## Start
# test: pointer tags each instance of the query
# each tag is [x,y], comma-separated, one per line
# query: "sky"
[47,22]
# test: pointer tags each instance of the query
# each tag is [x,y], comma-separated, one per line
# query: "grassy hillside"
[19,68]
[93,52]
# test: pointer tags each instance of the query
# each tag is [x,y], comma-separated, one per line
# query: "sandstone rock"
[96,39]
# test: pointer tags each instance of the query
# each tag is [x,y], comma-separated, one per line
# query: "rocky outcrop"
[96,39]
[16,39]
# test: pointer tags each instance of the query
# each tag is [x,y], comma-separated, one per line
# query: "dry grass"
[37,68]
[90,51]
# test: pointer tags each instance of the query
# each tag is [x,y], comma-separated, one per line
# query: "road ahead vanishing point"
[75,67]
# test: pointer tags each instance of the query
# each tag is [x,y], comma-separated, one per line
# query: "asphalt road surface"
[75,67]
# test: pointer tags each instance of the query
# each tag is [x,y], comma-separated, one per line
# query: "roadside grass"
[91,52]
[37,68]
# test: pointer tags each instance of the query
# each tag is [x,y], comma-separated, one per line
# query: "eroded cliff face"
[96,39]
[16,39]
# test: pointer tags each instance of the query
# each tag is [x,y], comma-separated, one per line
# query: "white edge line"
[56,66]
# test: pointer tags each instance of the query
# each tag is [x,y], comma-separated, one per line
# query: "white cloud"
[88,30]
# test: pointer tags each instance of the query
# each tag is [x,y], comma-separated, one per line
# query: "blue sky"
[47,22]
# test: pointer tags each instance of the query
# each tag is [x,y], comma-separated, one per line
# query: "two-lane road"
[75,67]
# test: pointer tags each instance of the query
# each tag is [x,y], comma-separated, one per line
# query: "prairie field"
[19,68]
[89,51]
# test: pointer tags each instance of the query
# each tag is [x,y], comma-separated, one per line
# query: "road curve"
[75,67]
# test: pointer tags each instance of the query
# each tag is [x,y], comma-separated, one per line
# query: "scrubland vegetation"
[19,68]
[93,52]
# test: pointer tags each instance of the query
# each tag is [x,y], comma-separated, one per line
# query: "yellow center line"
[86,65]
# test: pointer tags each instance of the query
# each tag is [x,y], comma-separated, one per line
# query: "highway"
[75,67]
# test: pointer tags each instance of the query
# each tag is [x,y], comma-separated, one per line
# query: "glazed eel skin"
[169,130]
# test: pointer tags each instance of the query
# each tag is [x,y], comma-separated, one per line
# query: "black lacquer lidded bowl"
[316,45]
## End
— Set problem —
Pull every line from the material that contains the word "white", treating uppercase and lowercase as different.

— The result —
# query: "white edge line"
# query: "white cloud"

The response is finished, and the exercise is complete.